_RECORDS_.
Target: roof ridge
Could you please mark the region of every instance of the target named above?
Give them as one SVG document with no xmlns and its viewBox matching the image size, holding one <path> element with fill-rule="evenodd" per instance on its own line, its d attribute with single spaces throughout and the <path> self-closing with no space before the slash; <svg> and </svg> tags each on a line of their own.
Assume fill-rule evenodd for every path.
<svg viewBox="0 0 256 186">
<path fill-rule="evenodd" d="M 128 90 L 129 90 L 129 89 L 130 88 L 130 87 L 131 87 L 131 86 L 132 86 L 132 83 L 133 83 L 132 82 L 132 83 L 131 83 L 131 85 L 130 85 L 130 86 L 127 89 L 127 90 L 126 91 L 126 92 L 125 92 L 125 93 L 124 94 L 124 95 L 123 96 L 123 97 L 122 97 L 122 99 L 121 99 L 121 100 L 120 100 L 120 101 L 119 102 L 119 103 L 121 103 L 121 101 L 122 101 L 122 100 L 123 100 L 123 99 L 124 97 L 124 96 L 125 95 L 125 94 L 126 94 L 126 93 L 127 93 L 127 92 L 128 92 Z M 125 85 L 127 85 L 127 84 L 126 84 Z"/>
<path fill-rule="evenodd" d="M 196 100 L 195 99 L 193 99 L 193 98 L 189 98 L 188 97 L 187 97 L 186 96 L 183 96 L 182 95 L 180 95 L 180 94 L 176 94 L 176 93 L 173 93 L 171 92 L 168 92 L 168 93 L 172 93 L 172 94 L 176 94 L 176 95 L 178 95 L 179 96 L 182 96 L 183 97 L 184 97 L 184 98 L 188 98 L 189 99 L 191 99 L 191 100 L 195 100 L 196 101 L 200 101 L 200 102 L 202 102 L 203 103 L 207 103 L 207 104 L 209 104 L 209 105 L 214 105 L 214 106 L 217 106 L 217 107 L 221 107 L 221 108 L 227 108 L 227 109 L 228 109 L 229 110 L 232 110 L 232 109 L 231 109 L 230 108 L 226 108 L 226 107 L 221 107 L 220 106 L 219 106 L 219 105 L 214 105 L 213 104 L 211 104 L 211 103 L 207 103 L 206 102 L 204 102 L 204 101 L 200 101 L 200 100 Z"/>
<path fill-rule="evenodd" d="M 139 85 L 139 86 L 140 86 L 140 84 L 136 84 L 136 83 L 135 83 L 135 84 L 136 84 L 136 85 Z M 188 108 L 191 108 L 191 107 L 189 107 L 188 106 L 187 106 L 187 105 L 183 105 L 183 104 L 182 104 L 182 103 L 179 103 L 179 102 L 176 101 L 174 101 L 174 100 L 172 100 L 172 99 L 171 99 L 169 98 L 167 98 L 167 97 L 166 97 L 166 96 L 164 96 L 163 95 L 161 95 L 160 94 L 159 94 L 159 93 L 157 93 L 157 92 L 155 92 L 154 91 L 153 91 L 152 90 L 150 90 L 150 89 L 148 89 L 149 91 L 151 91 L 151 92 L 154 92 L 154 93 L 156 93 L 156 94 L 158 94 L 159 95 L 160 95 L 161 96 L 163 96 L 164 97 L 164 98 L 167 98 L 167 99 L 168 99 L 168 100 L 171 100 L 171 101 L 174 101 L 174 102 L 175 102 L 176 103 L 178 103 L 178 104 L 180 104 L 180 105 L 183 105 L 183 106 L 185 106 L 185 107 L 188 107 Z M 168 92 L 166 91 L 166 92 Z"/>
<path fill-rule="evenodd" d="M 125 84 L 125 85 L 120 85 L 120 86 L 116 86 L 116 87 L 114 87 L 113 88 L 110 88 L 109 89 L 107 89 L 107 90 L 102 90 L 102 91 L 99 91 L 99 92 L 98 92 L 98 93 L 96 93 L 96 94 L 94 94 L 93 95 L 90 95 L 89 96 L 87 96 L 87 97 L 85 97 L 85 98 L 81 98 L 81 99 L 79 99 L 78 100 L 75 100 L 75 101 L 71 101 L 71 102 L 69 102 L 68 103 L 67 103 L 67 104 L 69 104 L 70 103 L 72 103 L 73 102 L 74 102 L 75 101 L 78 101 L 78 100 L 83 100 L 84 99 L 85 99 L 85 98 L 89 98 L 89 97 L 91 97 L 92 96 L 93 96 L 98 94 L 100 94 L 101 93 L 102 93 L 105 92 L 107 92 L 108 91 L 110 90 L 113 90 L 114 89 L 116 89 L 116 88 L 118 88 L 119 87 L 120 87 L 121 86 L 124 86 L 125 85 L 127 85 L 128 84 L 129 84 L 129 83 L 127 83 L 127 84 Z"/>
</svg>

_EXERCISE OBJECTIVE_.
Make an exact copy of the listing, including every line.

_OUTPUT OF THE EXERCISE_.
Target: roof ridge
Could you please mark the region of every instance of the target named above?
Give them as one SVG document with no xmlns and its viewBox matching the image size, holding one <path> element with fill-rule="evenodd" per instance on its own line, its d attribute with single spaces throughout and the <path> self-closing with no space before the slash; <svg> and </svg> tags each on a line of their own.
Assume fill-rule evenodd for every path.
<svg viewBox="0 0 256 186">
<path fill-rule="evenodd" d="M 128 90 L 129 90 L 129 89 L 130 88 L 130 87 L 131 87 L 131 86 L 132 86 L 132 83 L 133 83 L 132 82 L 132 83 L 131 83 L 131 85 L 130 85 L 130 86 L 127 89 L 127 90 L 126 91 L 126 92 L 125 92 L 125 93 L 124 94 L 124 95 L 123 96 L 123 97 L 122 97 L 122 99 L 121 99 L 121 100 L 120 100 L 120 101 L 119 102 L 119 103 L 121 103 L 121 101 L 122 101 L 122 100 L 123 100 L 123 99 L 124 97 L 124 96 L 125 95 L 125 94 L 126 94 L 126 93 L 127 93 L 127 92 L 128 92 Z M 125 85 L 127 85 L 127 84 L 126 84 Z"/>
<path fill-rule="evenodd" d="M 196 100 L 195 99 L 193 99 L 193 98 L 189 98 L 188 97 L 187 97 L 186 96 L 183 96 L 182 95 L 180 95 L 180 94 L 176 94 L 176 93 L 173 93 L 171 92 L 168 92 L 168 93 L 172 93 L 172 94 L 176 94 L 176 95 L 178 95 L 179 96 L 182 96 L 183 97 L 184 97 L 184 98 L 188 98 L 189 99 L 191 99 L 191 100 L 195 100 L 196 101 L 200 101 L 200 102 L 202 102 L 203 103 L 207 103 L 207 104 L 209 104 L 209 105 L 214 105 L 214 106 L 217 106 L 217 107 L 221 107 L 221 108 L 227 108 L 227 109 L 228 109 L 229 110 L 232 110 L 232 109 L 231 109 L 230 108 L 226 108 L 226 107 L 221 107 L 220 106 L 219 106 L 219 105 L 214 105 L 213 104 L 211 104 L 211 103 L 207 103 L 206 102 L 204 102 L 204 101 L 200 101 L 200 100 Z"/>
<path fill-rule="evenodd" d="M 139 85 L 139 86 L 140 86 L 140 84 L 136 84 L 136 83 L 135 83 L 135 84 L 136 84 L 136 85 Z M 188 108 L 191 108 L 191 107 L 189 107 L 188 106 L 187 106 L 187 105 L 183 105 L 183 104 L 182 104 L 182 103 L 179 103 L 179 102 L 176 101 L 174 101 L 174 100 L 172 100 L 172 99 L 171 99 L 169 98 L 167 98 L 167 97 L 166 97 L 166 96 L 164 96 L 163 95 L 161 95 L 160 94 L 159 94 L 159 93 L 157 93 L 157 92 L 155 92 L 154 91 L 153 91 L 152 90 L 150 90 L 150 89 L 148 89 L 149 91 L 151 91 L 151 92 L 154 92 L 154 93 L 156 93 L 156 94 L 158 94 L 159 95 L 160 95 L 161 96 L 163 96 L 164 97 L 164 98 L 167 98 L 167 99 L 168 99 L 168 100 L 171 100 L 171 101 L 174 101 L 174 102 L 175 102 L 176 103 L 178 103 L 178 104 L 180 104 L 180 105 L 183 105 L 183 106 L 185 106 L 185 107 L 188 107 Z M 168 92 L 166 91 L 166 92 Z"/>
<path fill-rule="evenodd" d="M 125 84 L 125 85 L 120 85 L 120 86 L 116 86 L 116 87 L 114 87 L 113 88 L 110 88 L 109 89 L 107 89 L 107 90 L 102 90 L 102 91 L 99 91 L 99 92 L 98 92 L 98 93 L 96 93 L 96 94 L 94 94 L 93 95 L 90 95 L 89 96 L 87 96 L 87 97 L 85 97 L 85 98 L 81 98 L 81 99 L 79 99 L 78 100 L 75 100 L 75 101 L 71 101 L 71 102 L 69 102 L 68 103 L 67 103 L 67 104 L 69 104 L 70 103 L 72 103 L 73 102 L 74 102 L 75 101 L 78 101 L 78 100 L 83 100 L 84 99 L 85 99 L 85 98 L 89 98 L 89 97 L 91 97 L 92 96 L 93 96 L 98 94 L 100 94 L 101 93 L 102 93 L 105 92 L 107 92 L 108 91 L 110 90 L 113 90 L 114 89 L 116 89 L 116 88 L 118 88 L 119 87 L 120 87 L 121 86 L 124 86 L 125 85 L 127 85 L 128 84 L 129 84 L 129 83 L 127 83 L 127 84 Z"/>
</svg>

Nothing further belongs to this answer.